═════ Records provided

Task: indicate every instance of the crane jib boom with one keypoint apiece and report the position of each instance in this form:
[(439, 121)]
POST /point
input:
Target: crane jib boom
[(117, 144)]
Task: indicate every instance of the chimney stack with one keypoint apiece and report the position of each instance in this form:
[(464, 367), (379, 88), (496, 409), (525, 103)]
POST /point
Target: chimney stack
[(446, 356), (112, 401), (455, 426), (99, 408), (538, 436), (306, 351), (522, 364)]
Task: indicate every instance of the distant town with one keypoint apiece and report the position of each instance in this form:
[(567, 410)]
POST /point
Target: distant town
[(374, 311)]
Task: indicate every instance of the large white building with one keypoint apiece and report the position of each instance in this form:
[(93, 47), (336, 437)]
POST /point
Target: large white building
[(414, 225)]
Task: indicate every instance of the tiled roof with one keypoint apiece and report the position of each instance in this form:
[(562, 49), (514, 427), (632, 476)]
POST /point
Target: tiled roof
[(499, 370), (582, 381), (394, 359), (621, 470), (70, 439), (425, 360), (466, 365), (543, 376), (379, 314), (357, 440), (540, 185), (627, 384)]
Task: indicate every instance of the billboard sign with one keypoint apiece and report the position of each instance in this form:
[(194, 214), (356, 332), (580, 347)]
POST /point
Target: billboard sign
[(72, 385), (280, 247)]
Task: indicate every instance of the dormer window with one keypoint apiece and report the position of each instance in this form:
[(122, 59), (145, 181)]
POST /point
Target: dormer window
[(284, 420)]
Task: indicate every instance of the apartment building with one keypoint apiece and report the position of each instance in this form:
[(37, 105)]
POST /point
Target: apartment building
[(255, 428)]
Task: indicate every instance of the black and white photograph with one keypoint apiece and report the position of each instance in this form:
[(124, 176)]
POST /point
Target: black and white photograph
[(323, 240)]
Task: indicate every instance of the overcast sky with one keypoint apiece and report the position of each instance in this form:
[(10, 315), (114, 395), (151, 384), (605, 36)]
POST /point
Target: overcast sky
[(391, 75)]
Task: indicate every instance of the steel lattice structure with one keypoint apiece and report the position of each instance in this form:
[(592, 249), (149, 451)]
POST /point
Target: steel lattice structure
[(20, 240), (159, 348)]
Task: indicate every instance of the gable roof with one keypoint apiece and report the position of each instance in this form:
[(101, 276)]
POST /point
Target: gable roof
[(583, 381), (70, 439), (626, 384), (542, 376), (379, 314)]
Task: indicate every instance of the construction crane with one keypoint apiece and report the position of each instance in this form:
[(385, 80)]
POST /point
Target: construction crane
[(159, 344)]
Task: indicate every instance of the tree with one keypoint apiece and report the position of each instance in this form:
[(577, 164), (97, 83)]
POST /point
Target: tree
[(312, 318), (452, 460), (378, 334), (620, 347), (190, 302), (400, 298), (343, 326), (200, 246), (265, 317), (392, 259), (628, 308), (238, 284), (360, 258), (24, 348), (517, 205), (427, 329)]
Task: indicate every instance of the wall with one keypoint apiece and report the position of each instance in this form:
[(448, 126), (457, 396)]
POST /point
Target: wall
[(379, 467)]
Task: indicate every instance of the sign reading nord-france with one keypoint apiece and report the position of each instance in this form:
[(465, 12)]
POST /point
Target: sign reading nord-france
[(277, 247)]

══════════

Required work: Format the lines of the records above as a Markdown table with the columns Row and Text, starting at the line containing "Task: indicate every instance of the billboard" and ending at the line containing "[(284, 420)]", both included. Number each line in Row and leave out any blank lines.

Response:
| Row | Text |
|---|---|
| 1 | Task: indicate every instance of the billboard sign with one keypoint apiece and report the position of each instance in this form: |
| 2 | [(194, 214), (356, 332), (580, 347)] |
| 3 | POST /point |
| 4 | Target: billboard sign |
| 5 | [(72, 385), (280, 247)] |
| 6 | Task: indicate every instance of the dormer window with one keypoint apiece and report the position of each instance in this form: |
| 7 | [(122, 59), (145, 181)] |
| 8 | POST /point |
| 9 | Target: dormer window |
| 10 | [(284, 420)] |